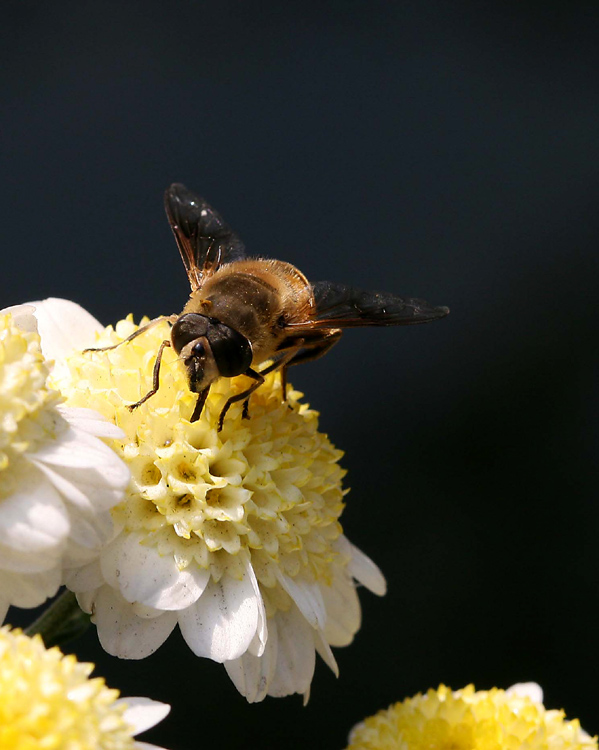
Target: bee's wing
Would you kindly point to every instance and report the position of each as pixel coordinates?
(341, 306)
(205, 241)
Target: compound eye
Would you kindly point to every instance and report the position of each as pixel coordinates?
(199, 350)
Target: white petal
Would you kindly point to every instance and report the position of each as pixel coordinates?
(258, 643)
(88, 489)
(86, 578)
(90, 421)
(307, 596)
(64, 326)
(222, 623)
(22, 316)
(122, 633)
(325, 653)
(29, 561)
(251, 674)
(33, 517)
(527, 690)
(78, 449)
(143, 575)
(143, 713)
(364, 570)
(30, 590)
(343, 610)
(4, 605)
(295, 657)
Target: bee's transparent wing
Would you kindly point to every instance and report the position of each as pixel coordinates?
(342, 306)
(204, 240)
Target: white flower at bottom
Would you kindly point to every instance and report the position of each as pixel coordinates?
(58, 480)
(232, 535)
(48, 701)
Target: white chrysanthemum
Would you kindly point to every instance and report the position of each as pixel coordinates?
(58, 479)
(232, 535)
(513, 719)
(47, 700)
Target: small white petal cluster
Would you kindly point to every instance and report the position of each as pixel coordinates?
(58, 478)
(232, 535)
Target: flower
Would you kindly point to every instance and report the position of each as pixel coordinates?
(513, 719)
(58, 479)
(232, 535)
(48, 700)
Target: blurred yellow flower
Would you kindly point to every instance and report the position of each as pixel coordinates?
(48, 701)
(513, 719)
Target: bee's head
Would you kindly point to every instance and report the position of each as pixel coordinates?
(209, 349)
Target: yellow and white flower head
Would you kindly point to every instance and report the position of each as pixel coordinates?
(232, 535)
(47, 700)
(58, 479)
(513, 719)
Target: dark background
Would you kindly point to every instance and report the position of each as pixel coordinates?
(443, 150)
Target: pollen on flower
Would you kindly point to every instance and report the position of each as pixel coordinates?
(26, 402)
(469, 720)
(47, 700)
(268, 486)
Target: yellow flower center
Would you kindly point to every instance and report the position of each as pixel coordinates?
(469, 720)
(48, 702)
(27, 415)
(269, 486)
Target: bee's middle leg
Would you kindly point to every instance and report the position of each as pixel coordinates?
(155, 378)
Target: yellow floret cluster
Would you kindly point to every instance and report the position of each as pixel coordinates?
(469, 720)
(269, 485)
(47, 700)
(26, 403)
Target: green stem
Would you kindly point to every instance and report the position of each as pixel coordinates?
(62, 622)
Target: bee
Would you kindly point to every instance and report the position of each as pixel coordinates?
(244, 312)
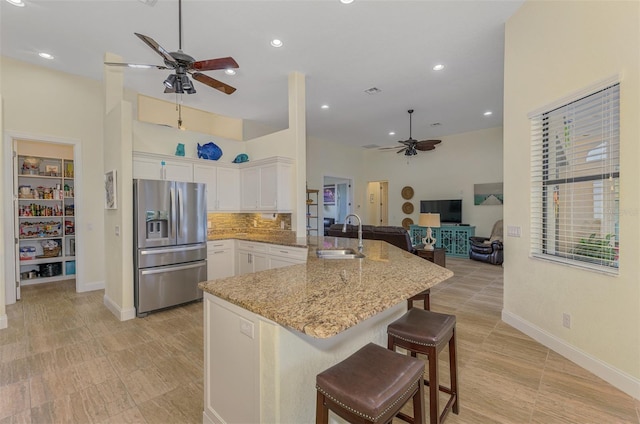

EXERCISE DIRECTIONS
Copy out every item above verbatim, omitting the pictures.

EXPECTED ANSWER
Target: bee's wing
Would you kindly point to every instance and report the position of each as pixel coordinates?
(341, 306)
(205, 241)
Target: compound eye
Would you kindly point to every instance and report the position of each as pixel coordinates?
(199, 350)
Target: white petal
Would you kindly point to every instance and report the position of each as pixel coordinates?
(258, 643)
(88, 489)
(86, 578)
(90, 421)
(307, 596)
(64, 326)
(222, 623)
(22, 316)
(122, 633)
(325, 653)
(29, 561)
(251, 674)
(33, 517)
(527, 690)
(78, 449)
(143, 575)
(143, 713)
(364, 570)
(30, 590)
(343, 610)
(4, 605)
(295, 657)
Target: bee's transparent wing
Would you kindly point to every instance and report the position of each as pixel coordinates?
(342, 306)
(204, 240)
Target: white flower at bottom
Would you kindly point to every instance and report the position of each as pixel coordinates?
(58, 480)
(232, 535)
(48, 701)
Target: white chrysanthemum
Would you kindly point to every instance and report the position of each as pixel coordinates?
(58, 479)
(232, 535)
(513, 719)
(47, 700)
Target: small white petal cluster
Would you kindly point to every instance and report the position of each as pixel coordinates?
(58, 478)
(232, 535)
Target: flower
Would you kindly point to every instance and report the position of each as pixel coordinates?
(513, 719)
(58, 479)
(232, 535)
(48, 700)
Target: blurred yellow flower
Would you kindly point to every instance and report the position of each as pixel coordinates?
(48, 701)
(513, 719)
Target: bee's head
Would you kindly point to every instance and report the position of each as pixel coordinates?
(209, 349)
Target: yellow and white flower head
Would you kindly point to every instance and report the position of each as pixel coordinates?
(232, 535)
(47, 700)
(58, 479)
(513, 719)
Target: dark background
Would you kindly point to every instance and report the position of each as pixel coordinates?
(443, 150)
Target: pollen on flower
Would you kindly point to every instance and report the position of each as pixel coordinates?
(26, 402)
(469, 720)
(47, 700)
(268, 486)
Target: yellow flower center
Would you kindly point to every instance and report the position of each as pixel coordinates?
(469, 720)
(48, 702)
(27, 415)
(269, 486)
Target: bee's middle leg
Would you kindly point to every instance and report the position of each as pixel coordinates?
(155, 378)
Target: yellow floret cluster
Would you kindly point to every instance and report the position of each as pixel coordinates?
(469, 720)
(269, 485)
(47, 700)
(26, 403)
Target: green stem
Would you kindly point to every instance and report the position of each as pixel coordinates?
(62, 622)
Target: bee
Would you kindly point to every instance and report the position of each as pixel coordinates?
(244, 312)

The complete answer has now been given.